• Objective
List every individual person named in the judgment header below.

## Start Text excerpt

CITATION: Roe v Kie Dan Investments Pty Ltd [2007] NTMC 078

PARTIES: MAUREEN ROE

v

KIE DAN INVESTMENTS PTY LTD

TITLE OF COURT: Local Court

JURISDICTION: Small Claims Act

FILE NO(s): 20708010

DELIVERED ON: 16 November 2007 by post

DELIVERED AT: Darwin

HEARING DATE(s): 26 September 2007

JUDGMENT OF: Jenny Blokland CM

CATCHWORDS:

SMALL CLAIM – DISPUTE ON PAYMENT FOR REPAIRS

REPRESENTATION:

Counsel:
Plaintiff: Mr Forgarty
Defendant: Mr Whately

Solicitors:
Plaintiff: Darwin Community Legal Service
Defendant: Self

Judgment category classification: C
Judgment ID number: [2007] NTMC 078
Number of paragraphs: 16


IN THE LOCAL COURT
AT DARWIN IN THE NORTHERN
TERRITORY OF AUSTRALIA

No. 20708010
[2007] NTMC 078

BETWEEN:

MAUREEN ROE
Plaintiff

AND:

KIE DAN INVESTMENTS PTY LTD
Defendant

REASONS FOR DECISION

(Delivered 16 November 2007)

## End Text excerpt
## Start Available data

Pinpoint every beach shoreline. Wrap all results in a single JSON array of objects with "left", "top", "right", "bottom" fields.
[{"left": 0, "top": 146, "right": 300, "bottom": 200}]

## End Available data

• The reply
Maureen Roe, Jenny Blokland, Mr Forgarty, Mr Whately